VORGEGEBENER TEXT:
Hat jemand von euch vielleicht mit ähnlichen Problemen zu kämpfen, oder vielleicht andere Lösungsvorschläge. Die extrem genaue Positionierung der LS ist leider auch nicht unproblematisch, da das Band, wenn des startet, sich leicht erheben kann und mir somit auch eine falsche Belegung widergeben könnte. Ist leider auch schon passiert.

Da ich auf diese LS positioniere brauche ich die Belegung 100%ig.

Vielen Dank im voraus. bg chris


----------



## drfunfrock (5 August 2008)

Die Bedingung, die zu formulieren wäre, ist die, dass nach einem Stopp, der nächste Stopp nicht vor Ablauf einer bestimmten Zeit kommen kann. Da die Geschwindigkeit des Bandes bekannt ist, sollte das kein Problem sein. 


Zustand 1)
Warten auf Stopp-Signal

Zustand 2) 
Stoppen

Zustand 3)
Anlauf und Timer starten

Zustand 4) 
Warten das Timer auf True geht

Zustand 5) 
Gehe zu Zustand 1)


----------



## iga-graz (5 August 2008)

hallo drfunfrock, 

danke für die antwort, aber ist deine zustandsbeschreibung nicht in etwa das, was mein code oben macht?

gr chris


----------



## jackjones (6 August 2008)

Ja, entspricht deinem code!
Aber wie wäre es denn, wenn du den Eingang erst Frei gibst, wenn das Fördergut bei der nächsten Lichtschranke eingetroffen ist?


Grüße


----------



## iga-graz (6 August 2008)

Hi, jackjones

danke für deinen Ansatz, er gefällt mir gut, nur habe ich noch das Problem, dass ich mit meiner derzeitigen SW die negative Flanke des Eingangs mitbekommen muss, um zu wissen wann das Produkt übergeben wurde, und um den Timeout zu stoppen. Und das möchte ich nicht ändern.

Wenn ein 2. Produkt gleich hinter dem 1. kommt, dann würde ich nie mehr eine neg. Flanke des LS mitbekommen.

bg chris


----------



## jackjones (6 August 2008)

Also wir machen das so:
Erst wenn das Fördergut auf dem nächsten Segment angekommen ist, bekommt das Segment was nun nach vorne Fördern möchte die Freigabe. usw...

Ich denke du musst mal ein wenig was von deinem Code posten. Wartest du nicht bis das Fördergut ein Segment weiter ist, lässt du das vorgesetzte Segment direkt in das noch nicht frei gewordene einfördern?

Wir nutzen für unsere Förderer auch vorgefertigte Bausteine. Mit denen kann man einiges parametrieren wie z.b. die Kaskade, Lichtschranke pos. oder neg. Flanke, verzögerung etc... bei interesse kann ich dir mal ein Beispiel schicken.

Ich denke es wäre nicht "sauber" die Eingänge auf Virtuelle Eingänge zu schieben. Vieleicht sollest du die ganze Struktur noch mal überdenken. Bei 13 Segmenten ist das doch relativ schnell getan.


----------



## drfunfrock (6 August 2008)

iga-graz schrieb:


> hallo drfunfrock,
> 
> danke für die antwort, aber ist deine zustandsbeschreibung nicht in etwa das, was mein code oben macht?

Auszug aus dem Datensatz:
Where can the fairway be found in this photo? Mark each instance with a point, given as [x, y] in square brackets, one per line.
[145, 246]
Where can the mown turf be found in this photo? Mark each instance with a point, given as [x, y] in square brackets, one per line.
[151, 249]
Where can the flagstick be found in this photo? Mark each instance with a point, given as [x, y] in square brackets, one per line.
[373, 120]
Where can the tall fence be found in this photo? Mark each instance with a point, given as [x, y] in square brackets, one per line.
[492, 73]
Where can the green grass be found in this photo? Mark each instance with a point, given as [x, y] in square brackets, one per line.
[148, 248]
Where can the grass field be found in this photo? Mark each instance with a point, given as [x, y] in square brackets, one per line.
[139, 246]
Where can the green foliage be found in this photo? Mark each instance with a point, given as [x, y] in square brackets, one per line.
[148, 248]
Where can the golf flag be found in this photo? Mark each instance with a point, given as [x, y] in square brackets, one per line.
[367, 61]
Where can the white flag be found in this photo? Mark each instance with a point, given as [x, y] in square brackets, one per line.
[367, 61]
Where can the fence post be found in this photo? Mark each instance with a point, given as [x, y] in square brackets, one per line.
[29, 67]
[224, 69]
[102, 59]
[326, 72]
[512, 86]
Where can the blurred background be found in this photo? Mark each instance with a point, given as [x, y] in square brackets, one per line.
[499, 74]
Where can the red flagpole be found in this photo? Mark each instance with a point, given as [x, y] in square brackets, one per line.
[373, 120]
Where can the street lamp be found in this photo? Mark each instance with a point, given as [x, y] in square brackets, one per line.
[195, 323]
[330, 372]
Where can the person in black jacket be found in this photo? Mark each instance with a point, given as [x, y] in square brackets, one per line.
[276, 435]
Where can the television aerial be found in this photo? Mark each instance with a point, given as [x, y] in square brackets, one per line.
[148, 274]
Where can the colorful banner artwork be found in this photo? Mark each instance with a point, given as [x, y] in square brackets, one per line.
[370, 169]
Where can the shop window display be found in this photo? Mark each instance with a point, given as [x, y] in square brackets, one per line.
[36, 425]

AUFTRAG:
Benenne bitte im Abschnitt des vorgegebenen Texts, der mit den Worten rund um „Hat jemand von“ einsetzt und mit „drfunfrock (5 August 2008)“ schließt, „Belegung“ in „Besetzung“ um und gib den ganzen Abschnitt so wieder. Die Zeilen werden hier nicht gebraucht.

VOLLSTÄNDIGE AUSGABE:
Hat jemand von euch vielleicht mit ähnlichen Problemen zu kämpfen, oder vielleicht andere Lösungsvorschläge. Die extrem genaue Positionierung der LS ist leider auch nicht unproblematisch, da das Band, wenn des startet, sich leicht erheben kann und mir somit auch eine falsche Besetzung widergeben könnte. Ist leider auch schon passiert.

Da ich auf diese LS positioniere brauche ich die Besetzung 100%ig.

Vielen Dank im voraus. bg chris


----------



## drfunfrock (5 August 2008)